Building a Wooden Square-Based Pyramid
Date: 01/26/2001 at 20:23:21 From: Meg Hosler Subject: Building a wooden Square-based Pyramid I want to build a wooden pyramid that has a bottom square floor of 8"x8". If you could just tell me the measurements and angles in inches of one side and the bottom, then I could just make three more and have it right. The bottom is 8"x8" and the other triangles should have all three sides the same I think, but what are the angles and lengths? If you could use your example from the FAQ and actually fill in the numbers where you have symbolic words, I could perhaps deduce what the diagram is showing. I look forward to your response. Thanks. Meg
Date: 01/27/2001 at 07:24:22 From: Doctor Mitteldorf Subject: Re: Building a wooden Square-based Pyramid Dear Meg, My favorite formula for doing this kind of problem is one I call the "hinge formula." Imagine drawing two angles, a and b, one on each face of a hinge. The angles share the hinge axis as a common ray. What is the angle between the outer rays of angles a and b? The answer is cos(c) = cos(a)cos(b) + sin(a)sin(b)cos(phi) where phi is the angle that the hinge is open to. In your case, think of the hinge as connecting the triangular side to the square bottom. Since the triangular side has three equal legs, its angles are all 60 degrees. Since the bottom is a square, its angles are all 90 degrees. So at the bottom corners, we have a = c = 60 and b = 90. This allows us to calculate phi. Phi is the mitre angle that you need to attach the sides of the pyramid to the bottom. By the above formula, cos(phi) = [cos(c) - cos(a)cos(b)] / [sin(a)sin(b)] = 1/sqrt(3) phi = 54.7 degrees. The other mitre angle you'll need is the angle between adjacent triangular walls. This comes from the same hinge formula, but viewed from a different direction, so that now the hinge is on the side. So a = b = 60 and c = 90. cos(phi) = [cos(c) - cos(a)cos(b)] / [sin(a)sin(b)] = -1/3 phi = 109.5 degrees. - Doctor Mitteldorf, The Math Forum http://mathforum.org/dr.math/
Date: 01/28/2001 at 02:08:57 From: Meg Hosler Subject: Re: Building a wooden Square-based Pyramid Thank you. I have studied this and I think if I divide the numbers you gave me by 2 it will be the proper setting for cutting the angles on the wood base and triangles. In other words, I will make three triangles of equal sides 8" in length, with a miter cut at 54.7 degrees for the total angle when joined together with the adjacent base side, and 27.3 degrees for each angle on the wood triangle adjoining side to the next triangle. I hope this works - if not, the plywood mockup will teach me something, and then I can try again. Thank you again.

#### RECORDS PROVIDED:

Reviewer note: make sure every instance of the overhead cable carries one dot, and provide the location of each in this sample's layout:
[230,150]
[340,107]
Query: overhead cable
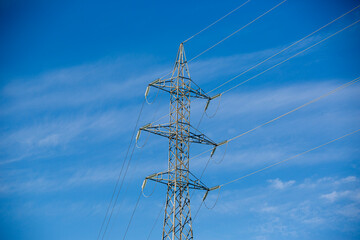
[295,43]
[212,24]
[232,34]
[290,158]
[289,58]
[121,171]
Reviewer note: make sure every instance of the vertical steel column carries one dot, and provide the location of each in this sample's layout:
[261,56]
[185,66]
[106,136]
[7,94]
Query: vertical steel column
[177,221]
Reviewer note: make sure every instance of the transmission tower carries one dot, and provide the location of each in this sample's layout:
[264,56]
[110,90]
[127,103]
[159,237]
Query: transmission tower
[178,178]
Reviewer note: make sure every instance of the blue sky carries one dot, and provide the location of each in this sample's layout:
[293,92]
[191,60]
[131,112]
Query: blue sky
[73,75]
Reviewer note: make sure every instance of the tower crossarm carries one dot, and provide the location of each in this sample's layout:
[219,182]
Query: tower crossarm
[168,178]
[167,85]
[169,131]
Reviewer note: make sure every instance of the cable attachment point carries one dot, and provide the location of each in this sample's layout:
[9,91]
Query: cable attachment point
[208,103]
[144,184]
[148,90]
[138,136]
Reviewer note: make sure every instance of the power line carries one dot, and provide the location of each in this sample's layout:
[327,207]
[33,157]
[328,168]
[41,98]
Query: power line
[278,64]
[122,167]
[275,164]
[295,43]
[212,24]
[290,158]
[232,34]
[291,111]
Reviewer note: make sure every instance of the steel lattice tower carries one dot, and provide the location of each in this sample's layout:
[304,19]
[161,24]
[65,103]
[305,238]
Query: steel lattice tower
[178,178]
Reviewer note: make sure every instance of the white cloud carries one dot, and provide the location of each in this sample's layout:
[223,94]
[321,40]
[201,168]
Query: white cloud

#### PROBLEM DETAILS:
In the pyramid thread, what mitre angle does the reply give for attaching the triangular sides to the square bottom?

#### RESULT OF THE TASK:
54.7 degrees